Information supplied:
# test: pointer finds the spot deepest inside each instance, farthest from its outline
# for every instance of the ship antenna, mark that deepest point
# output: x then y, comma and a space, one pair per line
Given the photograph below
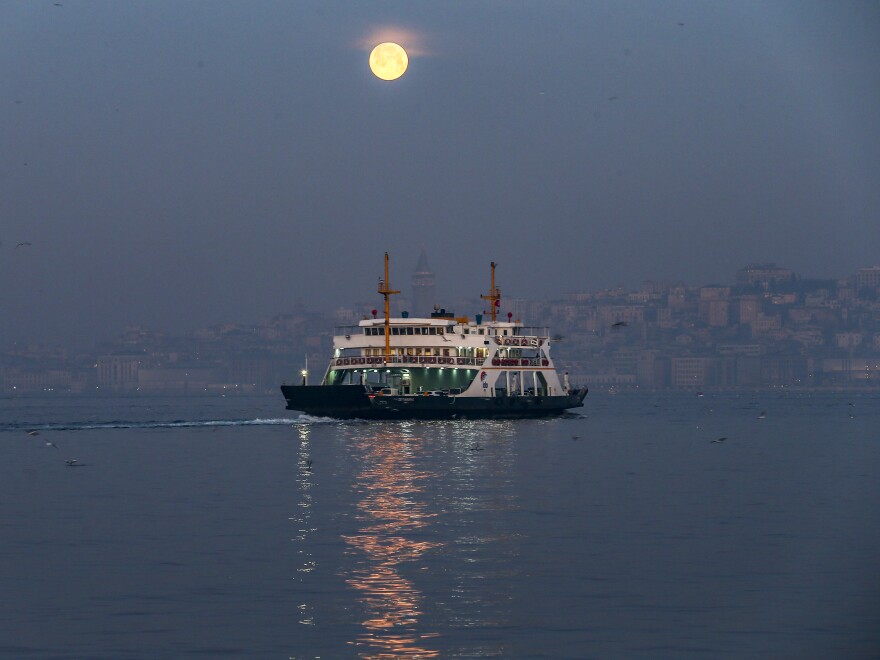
494, 295
385, 290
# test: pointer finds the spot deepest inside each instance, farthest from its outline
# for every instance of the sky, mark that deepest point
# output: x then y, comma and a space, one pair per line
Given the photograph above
179, 164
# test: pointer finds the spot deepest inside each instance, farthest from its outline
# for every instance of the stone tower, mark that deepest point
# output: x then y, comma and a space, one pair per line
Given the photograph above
423, 296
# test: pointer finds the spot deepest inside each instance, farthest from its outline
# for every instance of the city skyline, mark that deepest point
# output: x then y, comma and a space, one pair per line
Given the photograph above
176, 165
768, 327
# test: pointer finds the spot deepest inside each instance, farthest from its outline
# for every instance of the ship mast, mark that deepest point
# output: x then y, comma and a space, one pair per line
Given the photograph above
494, 294
385, 290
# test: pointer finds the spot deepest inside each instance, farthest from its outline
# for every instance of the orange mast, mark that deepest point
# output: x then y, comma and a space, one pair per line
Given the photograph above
385, 290
494, 294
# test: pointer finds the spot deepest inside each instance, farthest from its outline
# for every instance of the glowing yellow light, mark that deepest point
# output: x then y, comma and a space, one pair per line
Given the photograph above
388, 61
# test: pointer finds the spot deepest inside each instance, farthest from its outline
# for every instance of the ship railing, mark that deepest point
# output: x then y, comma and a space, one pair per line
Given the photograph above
435, 361
407, 360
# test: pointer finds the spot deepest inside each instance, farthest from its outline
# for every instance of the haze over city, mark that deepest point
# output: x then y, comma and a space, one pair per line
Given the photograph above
174, 165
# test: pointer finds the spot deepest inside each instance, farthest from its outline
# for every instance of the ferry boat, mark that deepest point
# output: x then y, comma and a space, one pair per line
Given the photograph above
440, 367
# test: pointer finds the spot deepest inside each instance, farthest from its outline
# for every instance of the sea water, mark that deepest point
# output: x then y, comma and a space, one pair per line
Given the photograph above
224, 526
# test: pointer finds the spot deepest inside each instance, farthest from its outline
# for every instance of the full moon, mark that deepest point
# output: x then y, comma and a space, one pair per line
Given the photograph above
388, 61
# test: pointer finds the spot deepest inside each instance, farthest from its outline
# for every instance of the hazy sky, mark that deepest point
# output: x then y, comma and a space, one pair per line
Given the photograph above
175, 164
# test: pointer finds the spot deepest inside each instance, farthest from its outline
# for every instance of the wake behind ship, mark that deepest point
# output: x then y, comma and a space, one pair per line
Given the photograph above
440, 367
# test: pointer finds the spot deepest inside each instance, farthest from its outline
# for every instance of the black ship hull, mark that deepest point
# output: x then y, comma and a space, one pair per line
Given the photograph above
357, 402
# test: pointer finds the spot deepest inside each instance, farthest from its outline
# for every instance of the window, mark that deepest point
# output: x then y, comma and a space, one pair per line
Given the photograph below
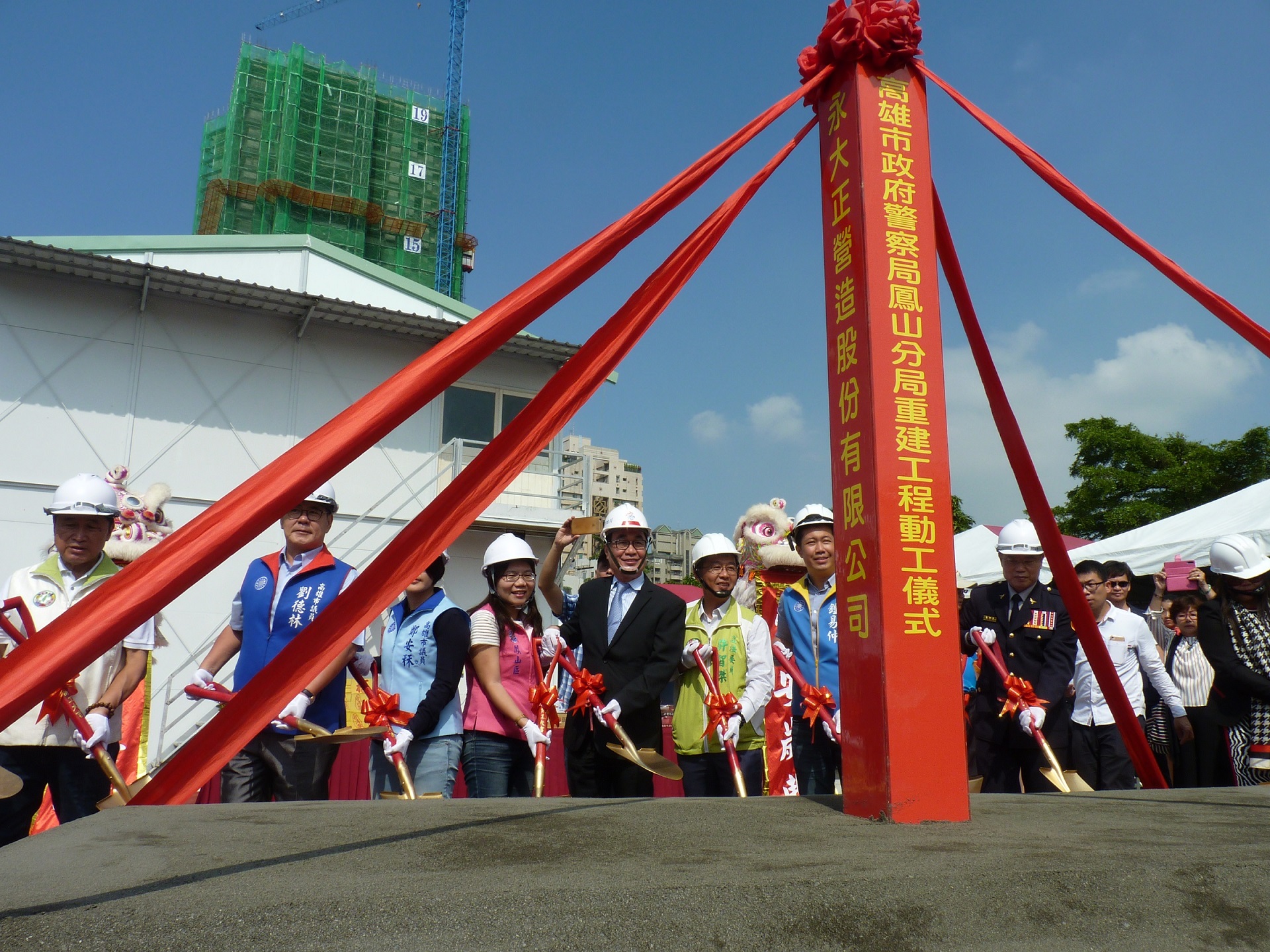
476, 415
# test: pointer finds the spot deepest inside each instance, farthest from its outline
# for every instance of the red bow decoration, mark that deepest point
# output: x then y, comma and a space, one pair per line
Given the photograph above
587, 687
52, 706
1019, 696
384, 709
813, 699
719, 710
884, 33
542, 701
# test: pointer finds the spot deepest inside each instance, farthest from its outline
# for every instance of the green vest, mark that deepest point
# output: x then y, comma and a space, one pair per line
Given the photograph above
690, 709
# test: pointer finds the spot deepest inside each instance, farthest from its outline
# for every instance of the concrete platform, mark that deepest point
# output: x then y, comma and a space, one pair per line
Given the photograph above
1181, 870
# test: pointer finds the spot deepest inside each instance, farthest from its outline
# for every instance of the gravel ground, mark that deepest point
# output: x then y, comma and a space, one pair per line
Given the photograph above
1175, 870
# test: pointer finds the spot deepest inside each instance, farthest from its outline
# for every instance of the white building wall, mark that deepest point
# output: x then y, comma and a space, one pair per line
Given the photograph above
201, 397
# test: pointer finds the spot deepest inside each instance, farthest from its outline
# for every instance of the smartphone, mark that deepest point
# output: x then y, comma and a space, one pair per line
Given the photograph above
587, 526
1177, 575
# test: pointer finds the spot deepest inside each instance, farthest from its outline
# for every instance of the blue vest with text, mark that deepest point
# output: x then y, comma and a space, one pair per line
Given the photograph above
408, 666
305, 596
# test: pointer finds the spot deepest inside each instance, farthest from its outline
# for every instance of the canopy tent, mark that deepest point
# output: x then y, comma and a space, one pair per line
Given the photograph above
977, 554
1189, 535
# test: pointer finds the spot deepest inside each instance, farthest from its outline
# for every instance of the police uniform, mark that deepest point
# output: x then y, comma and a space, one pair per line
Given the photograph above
1039, 645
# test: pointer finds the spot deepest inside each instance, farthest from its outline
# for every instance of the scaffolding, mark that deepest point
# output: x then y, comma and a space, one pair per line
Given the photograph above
316, 147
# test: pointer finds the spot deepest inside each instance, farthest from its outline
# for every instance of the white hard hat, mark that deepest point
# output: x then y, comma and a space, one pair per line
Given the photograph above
507, 549
324, 494
1238, 556
85, 494
1019, 537
624, 517
810, 514
713, 543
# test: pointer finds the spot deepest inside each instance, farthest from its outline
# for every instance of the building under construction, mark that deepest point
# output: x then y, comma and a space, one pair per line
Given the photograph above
316, 147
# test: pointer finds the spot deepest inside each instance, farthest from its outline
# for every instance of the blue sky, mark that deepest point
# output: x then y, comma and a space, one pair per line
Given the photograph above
581, 110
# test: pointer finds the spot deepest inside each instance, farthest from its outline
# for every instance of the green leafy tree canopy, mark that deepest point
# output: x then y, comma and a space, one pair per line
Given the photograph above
1130, 479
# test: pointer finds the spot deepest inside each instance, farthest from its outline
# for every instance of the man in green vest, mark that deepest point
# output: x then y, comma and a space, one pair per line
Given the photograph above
736, 644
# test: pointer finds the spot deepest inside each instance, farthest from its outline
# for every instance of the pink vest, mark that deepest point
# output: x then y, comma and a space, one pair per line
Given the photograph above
516, 666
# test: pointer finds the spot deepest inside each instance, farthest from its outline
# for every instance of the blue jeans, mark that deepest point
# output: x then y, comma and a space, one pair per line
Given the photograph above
433, 764
495, 766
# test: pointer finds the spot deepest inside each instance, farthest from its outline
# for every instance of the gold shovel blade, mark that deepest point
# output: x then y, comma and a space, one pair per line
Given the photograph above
345, 735
11, 783
651, 761
116, 800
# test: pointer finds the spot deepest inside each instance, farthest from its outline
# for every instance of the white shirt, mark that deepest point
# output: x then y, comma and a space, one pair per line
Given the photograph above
1133, 651
760, 674
286, 571
143, 637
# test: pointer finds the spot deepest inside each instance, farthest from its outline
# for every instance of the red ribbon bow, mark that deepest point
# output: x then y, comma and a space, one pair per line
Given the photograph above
587, 687
384, 709
542, 701
52, 706
719, 710
884, 33
1019, 696
814, 699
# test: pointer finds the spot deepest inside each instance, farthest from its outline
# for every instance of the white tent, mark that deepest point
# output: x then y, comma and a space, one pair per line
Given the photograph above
1189, 535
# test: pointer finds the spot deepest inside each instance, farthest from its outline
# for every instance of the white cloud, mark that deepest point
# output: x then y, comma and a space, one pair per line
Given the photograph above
1109, 282
709, 427
1161, 380
779, 419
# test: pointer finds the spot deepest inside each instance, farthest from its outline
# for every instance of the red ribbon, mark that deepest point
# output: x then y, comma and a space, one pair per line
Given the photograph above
542, 701
384, 709
884, 33
52, 706
719, 710
1019, 696
814, 699
587, 687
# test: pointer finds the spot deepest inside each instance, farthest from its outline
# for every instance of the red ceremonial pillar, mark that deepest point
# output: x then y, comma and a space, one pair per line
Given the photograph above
904, 744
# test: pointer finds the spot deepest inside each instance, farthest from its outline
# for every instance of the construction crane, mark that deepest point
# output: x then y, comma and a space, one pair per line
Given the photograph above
447, 218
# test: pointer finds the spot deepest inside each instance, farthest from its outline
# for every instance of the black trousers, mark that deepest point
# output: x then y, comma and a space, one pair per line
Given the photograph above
1100, 757
710, 775
595, 771
75, 782
1206, 761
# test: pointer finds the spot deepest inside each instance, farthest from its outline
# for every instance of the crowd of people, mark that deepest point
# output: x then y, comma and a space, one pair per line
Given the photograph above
1195, 666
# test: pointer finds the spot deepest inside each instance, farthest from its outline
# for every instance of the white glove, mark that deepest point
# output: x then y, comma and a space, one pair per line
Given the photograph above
831, 733
552, 643
689, 660
398, 743
1032, 717
296, 709
202, 680
534, 736
101, 725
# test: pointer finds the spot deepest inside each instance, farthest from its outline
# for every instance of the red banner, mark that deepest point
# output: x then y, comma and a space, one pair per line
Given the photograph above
904, 746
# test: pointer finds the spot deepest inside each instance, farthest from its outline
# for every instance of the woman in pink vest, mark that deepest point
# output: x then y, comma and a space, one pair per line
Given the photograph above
499, 734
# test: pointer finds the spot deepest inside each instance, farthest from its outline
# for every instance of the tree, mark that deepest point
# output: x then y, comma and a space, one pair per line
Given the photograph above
1130, 479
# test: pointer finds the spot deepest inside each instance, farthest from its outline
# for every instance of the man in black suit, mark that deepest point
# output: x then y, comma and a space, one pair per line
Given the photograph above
632, 633
1035, 634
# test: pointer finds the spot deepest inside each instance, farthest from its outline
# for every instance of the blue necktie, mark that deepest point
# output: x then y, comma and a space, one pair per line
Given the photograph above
615, 610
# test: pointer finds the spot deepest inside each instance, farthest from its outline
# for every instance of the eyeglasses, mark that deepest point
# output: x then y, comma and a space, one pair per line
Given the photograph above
310, 512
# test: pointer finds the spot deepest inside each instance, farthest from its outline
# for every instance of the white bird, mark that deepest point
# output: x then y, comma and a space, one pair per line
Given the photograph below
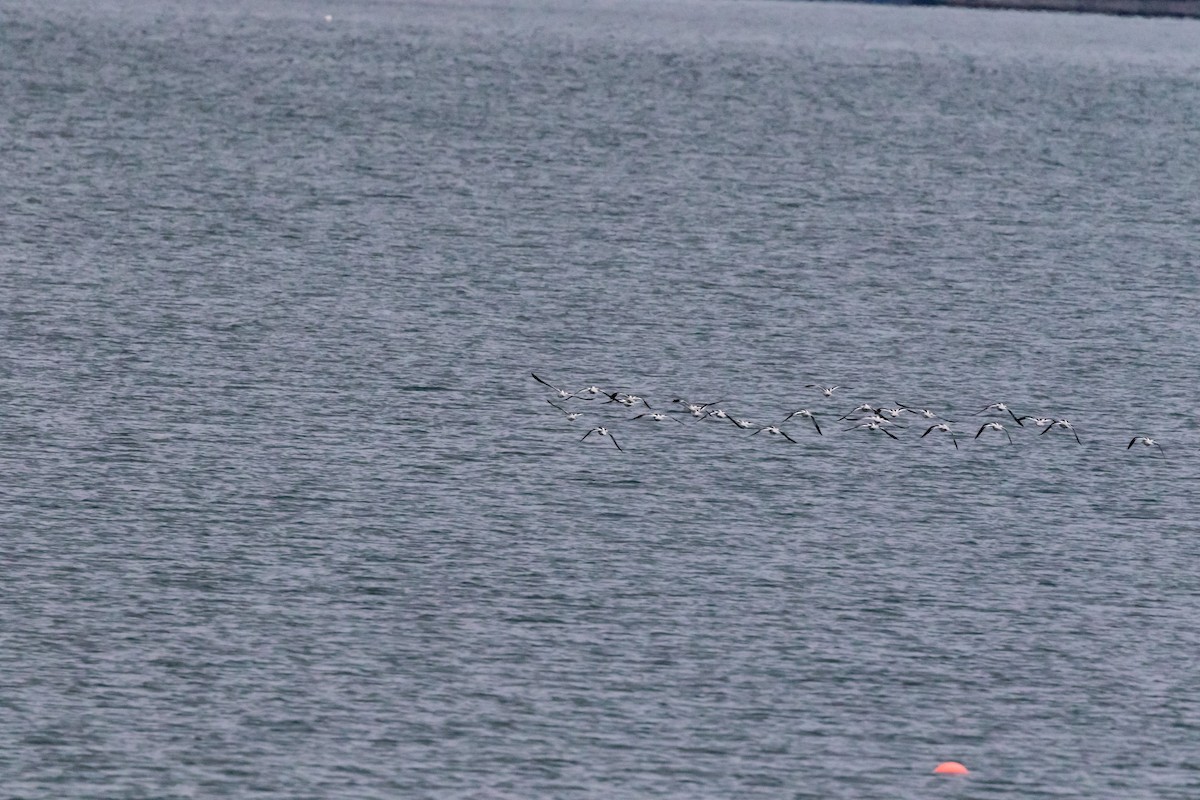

Challenge:
Count the lines above that contain the word "black" and give only that number.

Full response:
3